Your task:
Take the records below and write them out again exactly.

[Opening Task material section]

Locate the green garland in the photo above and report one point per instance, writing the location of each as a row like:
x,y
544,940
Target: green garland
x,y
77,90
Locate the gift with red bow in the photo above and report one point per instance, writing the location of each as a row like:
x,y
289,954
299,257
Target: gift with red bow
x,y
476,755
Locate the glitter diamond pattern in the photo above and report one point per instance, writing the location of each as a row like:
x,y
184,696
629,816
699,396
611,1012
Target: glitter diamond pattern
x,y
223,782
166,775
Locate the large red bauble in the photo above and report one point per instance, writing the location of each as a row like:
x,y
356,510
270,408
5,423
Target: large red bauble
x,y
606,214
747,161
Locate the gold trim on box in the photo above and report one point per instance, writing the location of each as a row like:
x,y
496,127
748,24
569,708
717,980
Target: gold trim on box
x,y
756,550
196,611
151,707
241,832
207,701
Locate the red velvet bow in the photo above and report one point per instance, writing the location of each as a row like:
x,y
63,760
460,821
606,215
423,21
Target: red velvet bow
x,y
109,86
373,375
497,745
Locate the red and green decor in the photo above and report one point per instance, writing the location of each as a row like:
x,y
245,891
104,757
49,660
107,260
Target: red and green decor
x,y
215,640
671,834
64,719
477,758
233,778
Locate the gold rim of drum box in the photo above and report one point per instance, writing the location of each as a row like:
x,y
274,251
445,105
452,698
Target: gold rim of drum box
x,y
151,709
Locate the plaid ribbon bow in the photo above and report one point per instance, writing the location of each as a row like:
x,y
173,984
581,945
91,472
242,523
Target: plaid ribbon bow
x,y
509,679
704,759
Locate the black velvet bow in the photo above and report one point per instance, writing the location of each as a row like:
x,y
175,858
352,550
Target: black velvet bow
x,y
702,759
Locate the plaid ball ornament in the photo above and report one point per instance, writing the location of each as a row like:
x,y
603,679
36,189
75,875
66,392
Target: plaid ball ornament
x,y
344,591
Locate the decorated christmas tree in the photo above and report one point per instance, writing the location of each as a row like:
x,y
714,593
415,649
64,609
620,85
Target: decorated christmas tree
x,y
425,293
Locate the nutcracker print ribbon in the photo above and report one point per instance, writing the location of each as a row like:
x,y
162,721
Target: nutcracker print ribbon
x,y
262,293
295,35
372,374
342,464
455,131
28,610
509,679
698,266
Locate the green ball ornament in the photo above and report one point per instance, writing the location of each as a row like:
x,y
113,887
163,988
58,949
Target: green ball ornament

[Closing Task material section]

Answer below:
Locate the green garland in the photo above and report one point per instance, writing the location of each as a row like:
x,y
544,940
Target: green garland
x,y
77,90
Locate the gift with red bow in the photo above and report one point per instance, writing the location of each as a row like:
x,y
289,954
299,257
Target: gift with red bow
x,y
476,755
Locate the glitter diamond pattern in the photo above and report one point per instance, writing the location of each as a row like:
x,y
184,696
629,816
699,396
611,1012
Target: glitter diamond pattern
x,y
223,782
166,775
Locate the large red bauble in the photo above and report one point per instance, writing the location of each as a row like:
x,y
356,510
270,408
5,423
Target: large red bauble
x,y
606,214
747,161
Locate the gold trim on box in the photo above and report one point per instance, writing the location of each as a row like:
x,y
496,127
748,24
569,708
717,980
Target: gold trim on box
x,y
756,550
196,611
151,707
241,832
207,701
Locate the red velvet bow in the photo above and report one point per instance, writing the location of each as a row like:
x,y
63,760
460,821
606,215
423,21
Target: red velvet bow
x,y
109,86
373,375
497,745
Locate the red and green decor in the photo above and report one point per instance, writing the location of each as a row like:
x,y
245,891
104,757
49,660
107,260
Target: red and green decor
x,y
215,640
671,834
64,719
477,758
233,778
Locate the gold rim of drum box in the photo above and report one point per instance, writing the location of each as a row like:
x,y
274,251
445,105
452,698
Target: gold rim of drum box
x,y
151,709
Locate the plaid ribbon bow in the photo above and report one point per instance, writing the location of each as a row like:
x,y
173,984
581,945
91,472
242,523
Target: plaid ribbon bow
x,y
509,679
704,759
Locate the black velvet bow in the photo above and report one point per instance, writing the location of each as a row like:
x,y
175,858
352,550
Target: black velvet bow
x,y
702,759
Locate the plaid ball ornament in the photo above and report one point per instance, writing the location of each as a row like:
x,y
603,679
36,189
75,875
66,392
Target: plaid ball ornament
x,y
344,591
Locate the decorated christmas tree in the photo above and report one point per instance, writing the location of each as a row like:
x,y
714,593
415,649
64,609
620,85
Target: decorated christmas tree
x,y
425,293
Locate the nutcracker print ribbon in the photo above and report one point per instance, writing the location of each as a row like:
x,y
162,721
Target: nutcracker print ribbon
x,y
262,293
295,35
372,374
342,464
455,131
28,610
509,679
698,266
Locate the green ball ornament in the photo above and report one point per instance, writing the location of each as a row like:
x,y
113,887
163,988
58,949
Target: green ball ornament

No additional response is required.